DIRECTIVES:
A) Quote the Kahului Elementary passage word for word, starting with "Teachers and administrators" and going on through "though, Forbes said.".
B) Using the Kahului Elementary passage, decide whether each statement agrees with it, answering yes or no and quoting the words that settle it: (i) Classroom visits are unannounced and last about three to five minutes each. (ii) The session was presented at the 2023 ASCD Annual Conference in Honolulu. (iii) Forbes said administrators impact students more than teachers.
C) Carry on the Kahului Elementary passage, picking up right after its final sentence.

** begin GIVEN TEXT **

Kahului Elementary School

This post is Part 3 of a three-part series on a session about collective teacher efficacy that Sue Forbes, principal, and Stacey Hankinson, academic coach, of Kahului, Hawaii, presented at the 2023 ASCD Annual Conference. Be sure to check out Part 1 and Part 2 of the series to get the full story and all the tips.

Teachers and administrators have different levels of influence on student achievement, Kahului Elementary School Principal Sue Forbes said during her “Aloha! Supporting Teachers for Success in Hawaii” session at the 2023 ASCD Annual Conference in Denver. Teachers have a direct effect on student performance through their daily work in the classroom. It’s different for administrators, though, Forbes said.

“Do we have some impact? We do, indirectly,” she said. “We are actually impacting teachers more than students.”

Much of this comes through the school’s classroom visit feedback support cycle. Forbes and academic coach Stacey Hankinson outlined the steps of the process. 

Classroom visits

Classroom visits at Kahului Elementary are done by an administrator — either Forbes or her vice principal — and are informal, non-evaluative observations. These unannounced visits are about three to five minutes each and take place at different times of the day. All are based on teacher need.

** end GIVEN TEXT **
** begin ENTRIES SUPPLIED **

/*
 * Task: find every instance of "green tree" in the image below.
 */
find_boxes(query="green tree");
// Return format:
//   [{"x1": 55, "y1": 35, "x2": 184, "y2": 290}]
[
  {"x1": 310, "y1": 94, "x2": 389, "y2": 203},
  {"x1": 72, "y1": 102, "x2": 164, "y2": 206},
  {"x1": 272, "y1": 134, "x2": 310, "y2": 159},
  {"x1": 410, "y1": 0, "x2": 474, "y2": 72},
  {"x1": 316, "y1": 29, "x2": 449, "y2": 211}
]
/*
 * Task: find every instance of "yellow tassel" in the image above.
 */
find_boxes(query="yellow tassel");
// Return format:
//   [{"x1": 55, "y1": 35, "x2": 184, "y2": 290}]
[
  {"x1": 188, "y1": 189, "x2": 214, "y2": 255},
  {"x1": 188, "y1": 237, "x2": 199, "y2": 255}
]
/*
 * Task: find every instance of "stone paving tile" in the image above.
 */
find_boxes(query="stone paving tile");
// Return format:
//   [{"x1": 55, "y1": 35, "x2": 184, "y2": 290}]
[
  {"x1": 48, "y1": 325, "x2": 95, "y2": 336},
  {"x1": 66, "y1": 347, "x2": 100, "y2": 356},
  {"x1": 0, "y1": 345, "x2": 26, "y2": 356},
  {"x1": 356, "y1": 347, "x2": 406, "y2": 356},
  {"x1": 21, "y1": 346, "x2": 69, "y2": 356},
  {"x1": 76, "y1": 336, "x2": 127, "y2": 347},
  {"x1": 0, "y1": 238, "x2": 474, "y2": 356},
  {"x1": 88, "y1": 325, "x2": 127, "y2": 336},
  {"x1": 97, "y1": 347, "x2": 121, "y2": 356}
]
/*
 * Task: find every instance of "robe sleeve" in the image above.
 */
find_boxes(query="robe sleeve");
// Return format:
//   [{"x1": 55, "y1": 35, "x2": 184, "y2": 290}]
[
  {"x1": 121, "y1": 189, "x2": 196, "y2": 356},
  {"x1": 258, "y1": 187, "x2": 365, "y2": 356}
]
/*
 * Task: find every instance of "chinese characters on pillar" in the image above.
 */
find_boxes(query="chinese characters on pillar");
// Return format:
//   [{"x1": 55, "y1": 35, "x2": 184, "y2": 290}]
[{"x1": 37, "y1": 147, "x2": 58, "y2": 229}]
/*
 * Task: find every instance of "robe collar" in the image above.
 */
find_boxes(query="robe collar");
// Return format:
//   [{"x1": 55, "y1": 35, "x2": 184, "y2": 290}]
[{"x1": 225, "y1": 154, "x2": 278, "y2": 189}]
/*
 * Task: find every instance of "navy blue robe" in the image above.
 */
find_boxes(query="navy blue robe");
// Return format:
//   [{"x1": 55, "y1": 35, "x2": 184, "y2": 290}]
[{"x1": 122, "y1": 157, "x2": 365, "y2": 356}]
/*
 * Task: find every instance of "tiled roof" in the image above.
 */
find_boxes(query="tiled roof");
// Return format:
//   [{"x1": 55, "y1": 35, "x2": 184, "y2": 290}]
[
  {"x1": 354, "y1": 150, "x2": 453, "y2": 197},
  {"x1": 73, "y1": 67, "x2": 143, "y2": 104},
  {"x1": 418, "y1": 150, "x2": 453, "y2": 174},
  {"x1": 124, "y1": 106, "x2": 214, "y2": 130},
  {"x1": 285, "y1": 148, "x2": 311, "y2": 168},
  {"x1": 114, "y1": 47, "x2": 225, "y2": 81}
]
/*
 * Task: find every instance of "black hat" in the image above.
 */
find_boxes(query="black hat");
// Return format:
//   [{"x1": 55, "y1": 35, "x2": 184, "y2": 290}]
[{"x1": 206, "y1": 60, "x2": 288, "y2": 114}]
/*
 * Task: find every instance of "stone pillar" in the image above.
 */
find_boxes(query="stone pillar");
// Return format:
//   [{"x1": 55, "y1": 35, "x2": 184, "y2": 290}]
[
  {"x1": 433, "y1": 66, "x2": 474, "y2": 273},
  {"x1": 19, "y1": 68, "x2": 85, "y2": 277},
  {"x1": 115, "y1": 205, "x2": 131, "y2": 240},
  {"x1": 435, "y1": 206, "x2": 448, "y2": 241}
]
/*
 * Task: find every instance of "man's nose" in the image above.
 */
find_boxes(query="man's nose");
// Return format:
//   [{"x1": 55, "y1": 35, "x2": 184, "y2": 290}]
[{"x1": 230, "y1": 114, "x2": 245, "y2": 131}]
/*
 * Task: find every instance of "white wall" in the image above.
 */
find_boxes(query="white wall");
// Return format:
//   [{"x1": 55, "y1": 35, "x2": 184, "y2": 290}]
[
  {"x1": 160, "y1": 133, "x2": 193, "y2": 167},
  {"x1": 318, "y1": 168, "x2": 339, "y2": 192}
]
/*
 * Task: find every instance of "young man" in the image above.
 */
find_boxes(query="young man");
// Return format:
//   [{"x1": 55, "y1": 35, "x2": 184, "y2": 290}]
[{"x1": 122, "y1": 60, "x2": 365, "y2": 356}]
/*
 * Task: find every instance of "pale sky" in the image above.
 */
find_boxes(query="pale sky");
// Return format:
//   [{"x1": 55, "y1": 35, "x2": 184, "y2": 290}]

** end ENTRIES SUPPLIED **

EXERCISE RESULTS:
A)
Teachers and administrators have different levels of influence on student achievement, Kahului Elementary School Principal Sue Forbes said during her “Aloha! Supporting Teachers for Success in Hawaii” session at the 2023 ASCD Annual Conference in Denver. Teachers have a direct effect on student performance through their daily work in the classroom. It’s different for administrators, though, Forbes said.

B)
(i) Yes: "These unannounced visits are about three to five minutes each"
(ii) No: "at the 2023 ASCD Annual Conference in Denver"
(iii) No: "We are actually impacting teachers more than students."

C)
“I spend most of my time in the classrooms where the teachers are at those lower levels, because we want to get them up,” Forbes said. “But don’t ignore your teachers that are at the highest levels. They still want your feedback.”

Forbes is careful about referring to these observations as “visits.” “If you’re calling it a walk-through, I recommend you change that language, because that is compliance,” she said. “You’re visiting; you actually sit down and you visit. And the students in the class get to see you as someone who values their learning.”


Feedback is formative, she said. When it comes time for her to conduct formal observations, there are no surprises. “I already know how every teacher is going to perform and so do they,” she said. “They’re gonna do an amazing job because they’ve been getting formative feedback all year.”

Forbes uses a phone message pad to write the teacher a note after the classroom visit. Use of the message pad is intentional.

“There’s not a lot of space to write, which makes it brief,” she said, holding up an example for session attendees to see. “I focus on one thing: where they are on the hierarchy.”

Forbes urged administrators to use the key indicators tool as a guide for their feedback. 

“If you don’t know what to focus on, go back to the key indicators. That’s your cheat sheet,” she said. “Look for those things where the teacher is, and start providing feedback for that. One thing. And it’s very informal; it’s a handwritten note.”


The last phase of the cycle is support, managed by Hankinson. Support is collaborative and focused on one skill from the hierarchy. Time with Hankinson is built into the school day so teachers don’t have to stay after school.

Hankinson outlined the six-part structure of the support phase.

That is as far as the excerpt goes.